**WORK REQUIRED:** Translate this sentence from the text excerpt on Mali's new law into French: "Details and proposed punishments in the new penal code have yet to be announced."

**TEXT EXCERPT:**
* * *
The new law makes good on a promise by the government in 2022 when Kassogue declared, “Homosexuality is an unnatural relationship. There are no specific [laws against it at present in Mali]. We are going to pass laws to prohibit it in our country.”
In December, Kassogue, whose full title is Minister of Justice and Human Rights, signed a United Nations pledge committing Mali to promote and protect human rights.
Mali’s ruling junta came to power three years ago in a coup.
Any law singling out sexual minorities would be in violation of the African Charter on Human Rights, said Alice Nkom, a prominent attorney and LGBTQ+ rights defender in Cameroon.
A resolution passed in 2014 by the African Commission on Human and Peoples’ Rights compels signatories to protect citizens from violence and other human rights violations on the basis of real or assumed sexual identity or orientation, she said.
Details and proposed punishments in the new penal code have yet to be announced.
In neighboring Burkina Faso, also ruled by a military junta, the Transitional Legislative Assembly will meet soon to approve similar sanctions criminalizing homosexual behavior.
Last year, Burkina Faso’s High Council of Communication, which regulates the media, issued a “ban on the broadcasting of television channels promoting homosexuality.”
Both Mali and Burkina Faso are majority Muslim.
At least 30 countries in Africa criminalize homosexuality, either based on colonial-era laws imposed by the British and other European nations or through new laws adopted in a wave of anti-LGBTQ+ legislation passed in the last several years.
Uganda’s Kill the Gays law, signed in 2023, is among the most notorious, imposing a death sentence for the crime of “aggravated homosexuality” in the East African nation. Neighboring Ghana adopted similar legislation this year.
* * *
**DATASET EXCERPT:**

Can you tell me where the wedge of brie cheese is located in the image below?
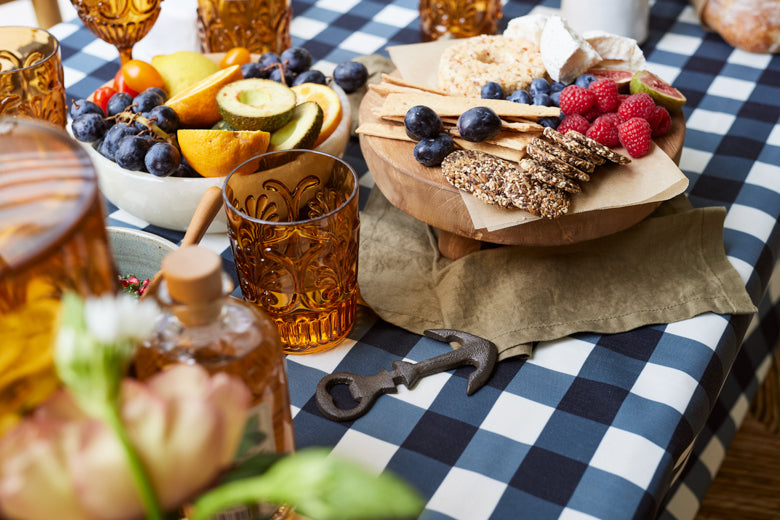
* * *
**COMPLETE ANSWER:** Les détails et les sanctions proposées dans le nouveau code pénal n'ont pas encore été annoncés.